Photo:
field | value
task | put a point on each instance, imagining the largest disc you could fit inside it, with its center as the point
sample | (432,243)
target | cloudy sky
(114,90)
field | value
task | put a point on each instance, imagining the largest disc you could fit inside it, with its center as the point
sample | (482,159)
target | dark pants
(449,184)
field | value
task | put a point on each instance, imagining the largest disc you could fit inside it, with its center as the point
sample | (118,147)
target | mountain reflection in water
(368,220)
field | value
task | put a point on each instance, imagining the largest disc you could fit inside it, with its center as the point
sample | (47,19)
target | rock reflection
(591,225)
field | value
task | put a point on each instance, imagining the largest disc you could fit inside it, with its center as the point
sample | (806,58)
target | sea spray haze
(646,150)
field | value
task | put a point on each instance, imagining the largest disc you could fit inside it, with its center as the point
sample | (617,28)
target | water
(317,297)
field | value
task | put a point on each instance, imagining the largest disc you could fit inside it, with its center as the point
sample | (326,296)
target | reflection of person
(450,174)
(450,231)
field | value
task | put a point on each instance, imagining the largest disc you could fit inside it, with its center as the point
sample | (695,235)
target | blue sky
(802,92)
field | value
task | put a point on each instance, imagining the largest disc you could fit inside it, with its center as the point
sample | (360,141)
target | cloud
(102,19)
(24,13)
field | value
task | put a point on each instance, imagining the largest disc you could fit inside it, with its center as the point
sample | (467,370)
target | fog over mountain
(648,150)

# # # # # # #

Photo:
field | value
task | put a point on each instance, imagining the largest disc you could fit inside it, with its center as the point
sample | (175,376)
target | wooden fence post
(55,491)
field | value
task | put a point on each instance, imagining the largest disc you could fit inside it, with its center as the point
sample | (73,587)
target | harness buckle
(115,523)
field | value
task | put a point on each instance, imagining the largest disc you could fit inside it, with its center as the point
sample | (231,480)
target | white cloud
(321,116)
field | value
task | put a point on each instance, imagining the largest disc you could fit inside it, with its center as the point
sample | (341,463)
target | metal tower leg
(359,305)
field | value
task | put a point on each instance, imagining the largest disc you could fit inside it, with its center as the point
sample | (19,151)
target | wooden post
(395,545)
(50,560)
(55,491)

# # # # # # #

Goal: Gather every line of the data above that contains the string "water". Treat uppercase and lowercase letters as different.

Task solution:
target | mountain reflection in water
target | water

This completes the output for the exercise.